__PROBLEM TO SOLVE__
Output the material below in its entirety, exactly as given.

__EXTRACTED ENTRIES__
_ _ _

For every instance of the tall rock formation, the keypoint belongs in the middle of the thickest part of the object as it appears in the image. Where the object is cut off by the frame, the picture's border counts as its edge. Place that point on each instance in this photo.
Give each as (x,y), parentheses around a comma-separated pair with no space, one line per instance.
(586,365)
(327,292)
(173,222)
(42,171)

_ _ _

__RESULT OF THIS EXERCISE__
For every instance of the tall rock formation, the keypoint belongs in the middle of the thickest part of the object as it appears in the image. Where the object is cut off by the frame, the picture's border counts as its edge. Place that point on each instance in this photo.
Give each as (x,y), parentheses around a comma-separated pair with no space, one line per instance.
(586,365)
(327,292)
(173,222)
(42,171)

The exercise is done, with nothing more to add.